**PROBLEM DETAILS**
Copy the full listing exactly.

### MATERIAL SUPPLIED

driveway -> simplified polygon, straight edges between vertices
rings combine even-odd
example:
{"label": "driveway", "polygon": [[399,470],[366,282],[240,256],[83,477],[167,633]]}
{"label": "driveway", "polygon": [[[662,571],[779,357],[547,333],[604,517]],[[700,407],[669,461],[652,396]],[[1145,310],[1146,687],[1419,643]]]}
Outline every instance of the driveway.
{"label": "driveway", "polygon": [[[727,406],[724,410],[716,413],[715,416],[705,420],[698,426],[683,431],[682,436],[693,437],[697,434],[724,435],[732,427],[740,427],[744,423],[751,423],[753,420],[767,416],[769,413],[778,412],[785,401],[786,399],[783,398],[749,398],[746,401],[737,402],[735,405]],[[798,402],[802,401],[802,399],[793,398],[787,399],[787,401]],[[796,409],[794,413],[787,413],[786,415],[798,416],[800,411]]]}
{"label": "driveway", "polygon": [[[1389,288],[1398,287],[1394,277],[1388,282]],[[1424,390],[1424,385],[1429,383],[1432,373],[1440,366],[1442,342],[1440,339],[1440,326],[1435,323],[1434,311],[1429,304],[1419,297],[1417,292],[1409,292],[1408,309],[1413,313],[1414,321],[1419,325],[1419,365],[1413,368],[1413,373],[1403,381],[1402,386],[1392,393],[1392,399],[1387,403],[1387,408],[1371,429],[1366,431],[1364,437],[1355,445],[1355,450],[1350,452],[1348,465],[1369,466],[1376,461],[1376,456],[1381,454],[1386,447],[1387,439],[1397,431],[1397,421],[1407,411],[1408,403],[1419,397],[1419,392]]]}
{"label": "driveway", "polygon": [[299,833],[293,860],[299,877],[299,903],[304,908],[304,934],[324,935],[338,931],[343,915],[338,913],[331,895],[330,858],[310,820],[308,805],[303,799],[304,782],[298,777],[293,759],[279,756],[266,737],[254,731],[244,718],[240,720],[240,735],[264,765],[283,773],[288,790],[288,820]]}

######

**TASK OUTPUT**
driveway -> simplified polygon, straight edges between vertices
rings combine even-odd
example:
{"label": "driveway", "polygon": [[399,470],[366,282],[240,256],[83,477],[167,633]]}
{"label": "driveway", "polygon": [[[662,571],[779,357],[547,333],[604,517]],[[700,407],[669,461],[652,396]],[[1145,310],[1146,687],[1419,643]]]}
Outline every instance of the driveway.
{"label": "driveway", "polygon": [[[727,406],[724,410],[716,413],[715,416],[705,420],[698,426],[683,431],[682,436],[693,437],[697,434],[724,435],[732,427],[740,427],[744,423],[751,423],[753,420],[767,416],[769,413],[778,412],[785,401],[786,399],[783,398],[749,398],[746,401],[737,402],[735,405]],[[798,402],[802,401],[802,399],[793,398],[787,399],[787,401]],[[796,409],[794,413],[787,413],[786,415],[798,416],[800,411]]]}
{"label": "driveway", "polygon": [[[1389,288],[1398,287],[1394,277],[1388,282]],[[1424,390],[1424,385],[1429,383],[1432,373],[1440,366],[1442,342],[1440,339],[1440,326],[1435,323],[1434,311],[1429,304],[1419,297],[1417,292],[1409,292],[1408,309],[1413,313],[1414,321],[1419,325],[1419,365],[1413,368],[1413,373],[1403,381],[1402,386],[1392,393],[1392,399],[1387,403],[1387,408],[1371,429],[1366,431],[1364,437],[1355,445],[1355,450],[1350,452],[1348,465],[1369,466],[1376,461],[1376,456],[1381,454],[1386,447],[1387,439],[1397,431],[1397,421],[1407,411],[1408,403],[1419,397],[1419,392]]]}
{"label": "driveway", "polygon": [[299,833],[293,860],[299,877],[299,903],[304,908],[304,934],[324,935],[338,931],[343,915],[338,913],[331,895],[330,858],[310,820],[308,805],[303,799],[304,782],[298,777],[293,759],[279,756],[266,737],[254,731],[244,718],[240,720],[240,735],[264,765],[283,773],[288,790],[288,820]]}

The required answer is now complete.